Leave out the images and transcribe the entries below word for word.
START Task input
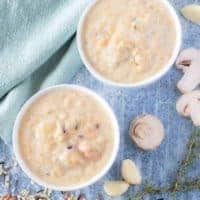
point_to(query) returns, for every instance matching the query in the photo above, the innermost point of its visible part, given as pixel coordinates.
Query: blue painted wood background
(159, 99)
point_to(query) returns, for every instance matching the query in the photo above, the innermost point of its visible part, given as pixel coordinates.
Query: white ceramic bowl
(140, 83)
(16, 146)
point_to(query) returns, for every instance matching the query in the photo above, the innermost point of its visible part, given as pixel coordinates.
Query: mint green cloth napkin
(37, 50)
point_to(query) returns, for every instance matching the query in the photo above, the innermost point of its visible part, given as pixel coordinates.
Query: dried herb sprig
(181, 182)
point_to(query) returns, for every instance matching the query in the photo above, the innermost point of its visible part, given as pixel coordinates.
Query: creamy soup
(66, 137)
(128, 41)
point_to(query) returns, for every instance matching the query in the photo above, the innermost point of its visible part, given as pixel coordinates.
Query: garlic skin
(189, 62)
(147, 132)
(188, 105)
(115, 188)
(130, 173)
(192, 13)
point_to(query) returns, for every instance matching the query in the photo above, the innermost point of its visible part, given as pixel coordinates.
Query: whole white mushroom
(147, 132)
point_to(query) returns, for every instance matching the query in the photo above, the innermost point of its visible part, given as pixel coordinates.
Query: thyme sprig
(181, 183)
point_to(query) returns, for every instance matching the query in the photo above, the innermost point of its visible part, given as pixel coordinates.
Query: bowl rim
(16, 146)
(141, 83)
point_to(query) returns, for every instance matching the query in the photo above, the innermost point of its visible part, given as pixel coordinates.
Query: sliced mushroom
(147, 132)
(88, 150)
(188, 105)
(189, 61)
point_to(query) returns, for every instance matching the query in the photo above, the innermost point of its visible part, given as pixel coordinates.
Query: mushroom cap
(189, 62)
(189, 105)
(147, 132)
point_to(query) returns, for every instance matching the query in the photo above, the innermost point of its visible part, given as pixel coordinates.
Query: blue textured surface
(159, 99)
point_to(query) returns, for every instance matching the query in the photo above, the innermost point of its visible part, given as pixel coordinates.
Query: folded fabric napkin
(37, 49)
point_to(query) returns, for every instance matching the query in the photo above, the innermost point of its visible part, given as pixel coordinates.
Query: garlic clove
(130, 172)
(115, 188)
(192, 13)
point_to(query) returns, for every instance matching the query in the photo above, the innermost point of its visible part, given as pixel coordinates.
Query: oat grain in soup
(128, 41)
(66, 137)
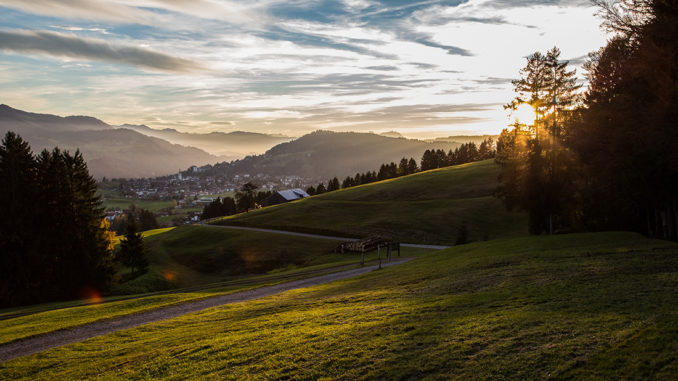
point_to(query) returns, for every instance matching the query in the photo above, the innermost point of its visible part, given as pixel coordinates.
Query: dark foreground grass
(596, 306)
(427, 207)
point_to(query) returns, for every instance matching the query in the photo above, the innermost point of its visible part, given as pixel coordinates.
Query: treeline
(53, 238)
(607, 158)
(432, 159)
(245, 199)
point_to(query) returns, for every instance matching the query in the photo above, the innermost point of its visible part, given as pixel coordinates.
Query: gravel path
(47, 341)
(334, 238)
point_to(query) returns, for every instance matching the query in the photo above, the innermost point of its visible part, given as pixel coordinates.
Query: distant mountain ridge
(232, 145)
(325, 154)
(109, 151)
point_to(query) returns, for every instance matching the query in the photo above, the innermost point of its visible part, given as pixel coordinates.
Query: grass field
(191, 255)
(427, 207)
(51, 317)
(145, 234)
(596, 306)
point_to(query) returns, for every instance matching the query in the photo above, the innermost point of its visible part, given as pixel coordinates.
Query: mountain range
(126, 151)
(230, 145)
(141, 151)
(325, 154)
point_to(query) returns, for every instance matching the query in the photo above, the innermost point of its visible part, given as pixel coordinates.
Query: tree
(402, 167)
(486, 149)
(625, 136)
(18, 251)
(347, 183)
(147, 220)
(132, 253)
(534, 163)
(333, 185)
(412, 166)
(429, 160)
(245, 197)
END Task input
> **Response**:
point_to(query) returns, for every instance matching the query in the photo above, the innermost point of its visible part, given as pixel coordinates.
Query: blue painted wood background
(159, 99)
point_to(query) returns, for every instance matching the query in the photo above, the innermost point of its visible part, given as pixel coordinates.
Query: white ceramic bowl
(140, 83)
(16, 146)
point_to(query) returns, for every instance matching the query in the photo above, the innermost point of its visible part, given as pixel coordinates.
Query: mint green cloth napkin
(37, 50)
point_to(query) returns, for every instance matching the query in the photo above, the innermost point of its visible part, given as pixel coordinates.
Query: dried herb sprig
(181, 182)
point_to(query) returns, for every instance matching the query in the photo above, the innermost point of its visible part, given as pixel coordinates.
Query: creamy soup
(66, 137)
(128, 41)
point_to(query) returns, for every instance matching the query in the photo above, the innermost point of its visible part, given as pixel coordinates.
Query: garlic skin
(189, 62)
(147, 132)
(188, 105)
(115, 188)
(130, 173)
(192, 13)
point_to(query) returns, for every instance matching the query in the photo above, the innermost point of its visible part, given as pixel coordinates.
Query: whole white mushroom
(147, 132)
point_to(query) returns, for every instance matching the query in the photo above, the innermost point of its visible part, given as pixel coordinates.
Query: thyme sprig
(181, 183)
point_to(query) returns, for every instance matching the query in the photo above, the innermost point of its visible part, given as pixel coordinates.
Query: bowl rim
(16, 146)
(141, 83)
point_to(query) returns, for every instance matching the query in the photo above, the innermost point of its visible part, given as pixel coordinates.
Query: sliced mushroom
(147, 132)
(88, 150)
(188, 105)
(189, 61)
point_to(query) returns, for every instance matching the query in the photo above, the innermost point of its visible part, given as pixel coordinates.
Query: mushroom cap
(189, 62)
(189, 105)
(147, 132)
point_to(query) returns, for every instance matching the query in the photo above, the innermost point of its visible part, given as pixel coordinates.
Query: blue textured surface
(159, 99)
point_to(query) returns, for every instance matching the query in the photo above, the innermost point of its visible part, given as pixel coordinates.
Query: folded fabric napkin
(37, 49)
point_to(query) returns, for every instance matching the query in the photo above, the innermost point of its visible part, given as pixel coordinates.
Query: garlic clove
(130, 172)
(115, 188)
(192, 13)
point_to(query) returns, for every instance matching the query in the photo above, the innermost point of its visible part, given as pixel coordinates.
Query: oat grain in soup
(128, 41)
(66, 137)
point_to(query) returns, for every instance matching the query in the photo above, the innermost point of its visible part, given as pixel coordinates.
Query: dark foreground grass
(596, 306)
(427, 207)
point_to(query) returns, for every instance matching the query in the photo above, the innermost point of its visible part, given as pixel coordinates.
Query: treeline
(53, 238)
(607, 158)
(432, 159)
(245, 199)
point_to(query) returns, for every instance matching the query in the photo above, the innermost point of its visible part, given as pixel coordinates.
Query: gravel path
(47, 341)
(334, 238)
point_to(query) returns, for every instance matching the query in the photo above, the innermost point of its visible part, given as pixel coordinates.
Query: distant mountain ridge
(232, 145)
(325, 154)
(109, 151)
point_to(query) returns, for every instance matching the query in the photo above, the innermost point of its visible part, given as pixel coordinates.
Query: grass field
(191, 255)
(427, 207)
(51, 317)
(145, 234)
(596, 306)
point_to(query) returns, for every instance matching the query in the photo above, the innermost point of its visible part, given as pixel coordinates.
Query: mountain range
(126, 151)
(230, 145)
(141, 151)
(325, 154)
point_to(query) returns, for every instance matching the query in the photo above, the innermost point of its visible part, given as pixel coordinates.
Query: tree
(402, 167)
(486, 149)
(625, 136)
(18, 251)
(347, 183)
(147, 220)
(132, 253)
(534, 163)
(333, 185)
(412, 166)
(429, 160)
(245, 197)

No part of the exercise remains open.